• Aim of the exercise
Output the lines below as a Markdown table with the columns "No." and "Line". Number each row, skip the blank lines, and leave out the pictures.

• Supplied data
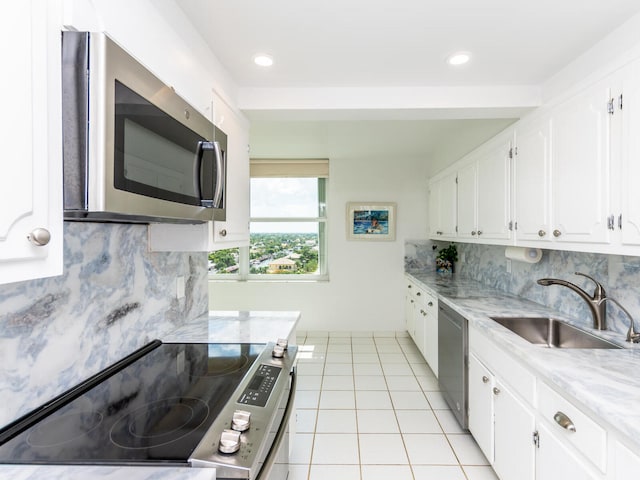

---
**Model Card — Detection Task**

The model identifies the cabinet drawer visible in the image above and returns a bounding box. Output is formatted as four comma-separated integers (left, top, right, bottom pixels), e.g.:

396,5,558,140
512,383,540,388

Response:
538,382,607,472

• Written answer
| No. | Line |
|---|---|
| 1 | --- |
| 2 | **Model Card — Detection Task** |
| 3 | The model identifies the cabinet drawer visible in the image above and returns a bounding box. Output is formatted as four comma-separated integers (left, top, right, bottom pixels), e.g.: |
| 4 | 396,5,558,140 |
| 5 | 512,383,540,388 |
| 6 | Response: |
| 7 | 538,382,607,472 |